* _課題の内容_: 歌の上達についての文章から、「音楽的な表現力とはなんでしょうか。」で始まり「は磨いていくことが可能です。」までの部分を、一字も変えずに書き写してください。

* _文書の抜粋_:
'''

ボイストレーナーのJUNです。
今回は、短期間で上手くなるにはどんなことに気をつけたら良いかについて考えてみました。
ボイトレは長期的にやったほうが良い面と、場合によって短期間でも上達できる面があります。
目的によってポイントを絞って取り組めば歌唱力アップへの近道となりますので参考にしてみてください。
目次
そもそも歌が上手いとは
これはもう、正解は一つじゃないと思います。
上手いとか下手という物差し自体がどうなのか、という話にもなってくるかも知れません。
そして歌が上手いことと感動するしないということが必ずしもイコールでない場合もありますね。
皆さんの中には中学校の頃、校内の合唱コンクールなんかで歌った時に感動したという思い出のある人もいるかも知れません。ではプロシンガーの歌から受ける感動と何が違うのか。
様々に考えられることはありますが、いずれにしても『感動した!』ということは紛れもない事実です。
そういったことを深掘りするのは別の機会として、今回は聴いている人が上手いと感じる要素について練習で上達できる可能性のある部分について挙げてみたいと思います。
声が良い
これは、第一印象に大きく影響を与えるのではないかと思います。
音楽の特徴、歌詞の内容は少し聴かないと判断が難しいと思いますが、声は一声出しただけでも何かしらの印象を残すと思います。
声に魅力を感じる、あるいは特徴的で思わず聴き入ってしまう。
声を聴けば誰かがわかる、というようなシンガーもいますね。
それも個性的という意味で声が良いということかも知れません。
人を惹きつける要素としては大切な部分です。
表現力豊か
これは表現力が一体なんのことを指しているのかということがポイントになってきます。
声が良くても、物足りないと感じる時、音楽的な表現力が弱い可能性があります。
音楽的な表現力とはなんでしょうか。
表現力はセンスによるところが大きいですが、センス自体はレッスンで身につけるのは難しく、自分の興味のある音楽、またそれ以外の音楽も幅広く触れていく中で育つ部分が大きいと思います。
しかしレッスンや自主練習の中で表現力を磨くためにできることとして、歌い回しもそうですが、リズム感については磨いていくことが可能です。
曲にあったリズムの取り方ができているとそれだけで格好がつくことがあります。

'''

* _与えられた情報_:
'''

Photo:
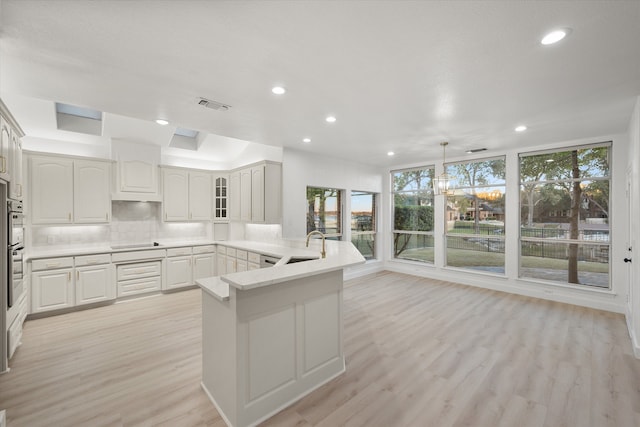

'''

* _完全な解答_:
音楽的な表現力とはなんでしょうか。
表現力はセンスによるところが大きいですが、センス自体はレッスンで身につけるのは難しく、自分の興味のある音楽、またそれ以外の音楽も幅広く触れていく中で育つ部分が大きいと思います。
しかしレッスンや自主練習の中で表現力を磨くためにできることとして、歌い回しもそうですが、リズム感については磨いていくことが可能です。